— Given problem A —
Do the following statements agree with the Dawn launch article? For each, answer yes or no and quote the words of the article that decide it. (i) Dawn lifted off from Cape Canaveral on a Delta 2 rocket. (ii) Word from the spacecraft reached the Jet Propulsion Laboratory four hours after launch. (iii) Dawn's ion engines need four days to go from zero to 60 mph.
— Given problem B —
Write out the stretch of the Dawn launch article from "Most NASA spacecraft" through "4.5 billion years." again, swapping "commuter tour bus" for "local shuttle".
— Given problem C —
Carry the Dawn launch article forward from the point where it stops.

— Document passage —
NASA's 'time machine' lifts off
Only 1.7 billion miles to go.
The Dawn spacecraft begins an eight-year journey that scientists hope can help them understand the formation of the solar system.
By John Johnson Jr., Los Angeles Times Staff Writer
NASA's Dawn spacecraft launched this morning on a 1.7-billion-mile journey to the asteroid belt, where scientists hope to find clues to the formation of the solar system.
The spacecraft, atop a Delta 2 rocket, took off from Cape Canaveral in Florida at 7:34 a.m. Eastern time.
"We have our time machine up and flying," said UCLA space physics professor Christopher Russell, the lead scientist on the project.
Scientists at the Jet Propulsion Laboratory in La Cañada Flintridge waited anxiously this morning for word from the spacecraft that it was on its way. The message arrived two hours after launch. Dawn also signaled that it had deployed its solar panels and was providing power to the spacecraft.
Most NASA spacecraft have been express rockets to a single solar system moon or planet. By contrast, Dawn is a commuter tour bus.
Powered by slow-go ion engines that take four days to go from zero to 60 mph, the spacecraft will make two stops on an eight-year journey to the asteroid belt between Mars and Jupiter. Once there, they plan to study some of the oldest objects in the solar system, lumps of stone that are thought to have changed very little in 4.5 billion years.

— Rows —
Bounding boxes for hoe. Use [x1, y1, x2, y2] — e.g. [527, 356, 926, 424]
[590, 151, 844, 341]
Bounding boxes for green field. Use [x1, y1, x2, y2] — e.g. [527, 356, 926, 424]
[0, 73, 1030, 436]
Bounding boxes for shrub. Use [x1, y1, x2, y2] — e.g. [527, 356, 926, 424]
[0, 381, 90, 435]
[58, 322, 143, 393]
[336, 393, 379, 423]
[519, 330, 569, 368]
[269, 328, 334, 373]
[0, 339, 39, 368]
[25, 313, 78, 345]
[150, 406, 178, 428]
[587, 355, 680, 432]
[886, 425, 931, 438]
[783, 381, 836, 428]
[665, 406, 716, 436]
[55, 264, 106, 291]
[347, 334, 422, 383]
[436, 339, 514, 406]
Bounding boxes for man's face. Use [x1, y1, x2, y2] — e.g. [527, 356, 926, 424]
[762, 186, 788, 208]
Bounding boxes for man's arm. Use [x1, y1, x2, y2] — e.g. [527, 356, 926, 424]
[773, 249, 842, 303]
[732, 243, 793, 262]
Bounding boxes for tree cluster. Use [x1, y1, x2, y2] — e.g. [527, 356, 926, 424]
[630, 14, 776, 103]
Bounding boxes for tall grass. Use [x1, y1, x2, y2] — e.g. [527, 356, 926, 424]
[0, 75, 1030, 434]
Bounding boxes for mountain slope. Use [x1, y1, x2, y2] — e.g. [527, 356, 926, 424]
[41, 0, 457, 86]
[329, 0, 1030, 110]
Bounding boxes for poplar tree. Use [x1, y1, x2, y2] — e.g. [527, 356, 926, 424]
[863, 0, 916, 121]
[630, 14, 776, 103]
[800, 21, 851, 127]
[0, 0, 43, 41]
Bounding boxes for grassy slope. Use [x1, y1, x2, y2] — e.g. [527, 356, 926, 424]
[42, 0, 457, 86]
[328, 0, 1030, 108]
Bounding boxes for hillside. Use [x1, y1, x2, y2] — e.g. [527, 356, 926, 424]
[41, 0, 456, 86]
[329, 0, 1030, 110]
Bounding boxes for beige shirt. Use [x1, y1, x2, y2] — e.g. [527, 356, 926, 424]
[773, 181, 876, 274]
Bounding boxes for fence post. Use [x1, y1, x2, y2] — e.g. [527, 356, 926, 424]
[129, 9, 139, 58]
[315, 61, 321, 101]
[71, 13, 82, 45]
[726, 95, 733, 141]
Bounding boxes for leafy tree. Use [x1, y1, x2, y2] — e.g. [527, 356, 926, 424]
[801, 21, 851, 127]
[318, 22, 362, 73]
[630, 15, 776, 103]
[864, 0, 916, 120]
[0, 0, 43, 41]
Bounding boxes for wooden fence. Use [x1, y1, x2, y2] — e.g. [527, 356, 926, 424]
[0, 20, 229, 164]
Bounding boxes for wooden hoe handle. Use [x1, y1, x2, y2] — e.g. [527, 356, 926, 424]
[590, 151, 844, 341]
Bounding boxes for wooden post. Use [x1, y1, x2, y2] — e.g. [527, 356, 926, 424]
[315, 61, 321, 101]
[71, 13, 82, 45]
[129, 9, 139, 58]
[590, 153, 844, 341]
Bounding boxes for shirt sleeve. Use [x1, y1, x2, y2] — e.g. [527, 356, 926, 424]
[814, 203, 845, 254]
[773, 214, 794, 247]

— Reply A —
(i) Yes: "The spacecraft, atop a Delta 2 rocket, took off from Cape Canaveral in Florida at 7:34 a.m. Eastern time."
(ii) No: "The message arrived two hours after launch."
(iii) Yes: "Powered by slow-go ion engines that take four days to go from zero to 60 mph"

— Reply B —
Most NASA spacecraft have been express rockets to a single solar system moon or planet. By contrast, Dawn is a local shuttle.
Powered by slow-go ion engines that take four days to go from zero to 60 mph, the spacecraft will make two stops on an eight-year journey to the asteroid belt between Mars and Jupiter. Once there, they plan to study some of the oldest objects in the solar system, lumps of stone that are thought to have changed very little in 4.5 billion years.

— Reply C —
Dawn's first destination is Vesta, a lump of rock with a big hole at its south pole. After seven months of orbiting the 350-mile-wide rock, it will up stakes and travel to the dwarf planet Ceres, which some scientists think could have more fresh water than Earth locked up in an icy underground vault.
By observing them close up, scientists at JPL hope to better understand the process that allows some objects to become planets, while others remain stunted as solar system flotsam.
"We've built a very large house of cards," Russell said. "What we're trying to do now is validate that paradigm."
At one time, scientists believed the asteroid belt, which contains hundreds of thousands of small rocks and a few big ones, was the remains of a planet destroyed in an apocalyptic collision.
Now, the prevailing theory is Ceres and Vesta, which together contain about half the mass of the entire asteroid belt, are the biggest chunks of a proto-planet that failed to form because of interference from Jupiter's massive gravity.
"What we're seeing is arrested development," Russell said. "Jupiter got to them before they had the ability to form a planet."
This will not be the first mission to an asteroid. Deep Space 1 visited the asteroid Braille on July 28, 1999. But the $446-million Dawn mission will be the first time a spacecraft has the ability to go to two separate destinations.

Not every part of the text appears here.